__TASK DIRECTIONS__. Locate each line in the data below that contains the string "cliff", and copy those lines in full.

__MATERIAL SHOWN__.
------------------------------

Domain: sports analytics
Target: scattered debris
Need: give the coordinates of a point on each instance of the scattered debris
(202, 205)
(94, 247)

------------------------------

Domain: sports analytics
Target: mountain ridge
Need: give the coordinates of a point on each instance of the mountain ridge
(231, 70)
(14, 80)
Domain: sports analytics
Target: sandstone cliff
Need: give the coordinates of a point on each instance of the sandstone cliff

------------------------------

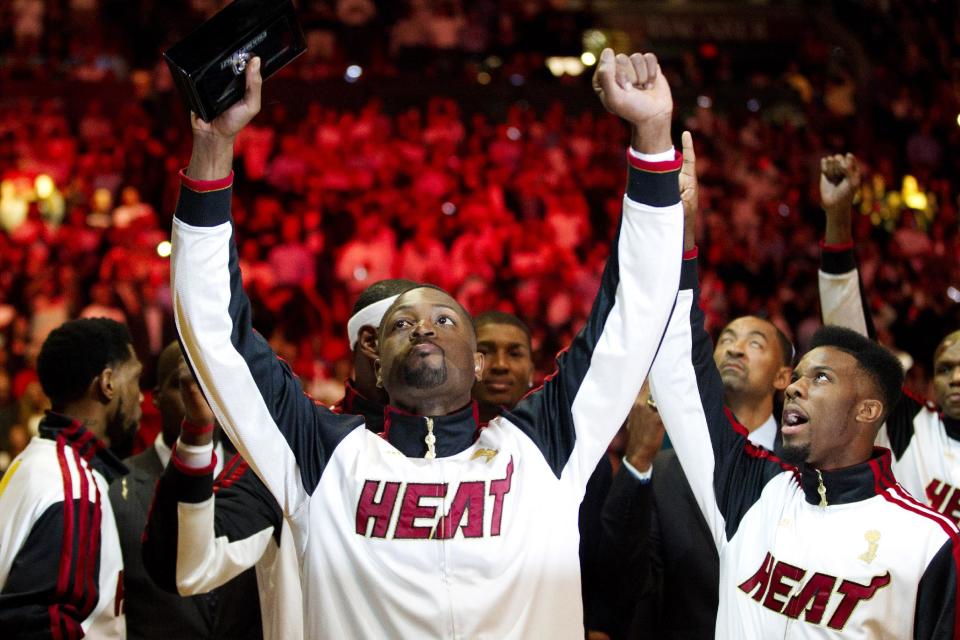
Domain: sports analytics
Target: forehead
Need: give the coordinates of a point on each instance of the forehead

------------------------------

__OUTPUT OF THE TASK__.
Target: sandstone cliff
Need: give the coordinates of a point on each instance of the sandstone cliff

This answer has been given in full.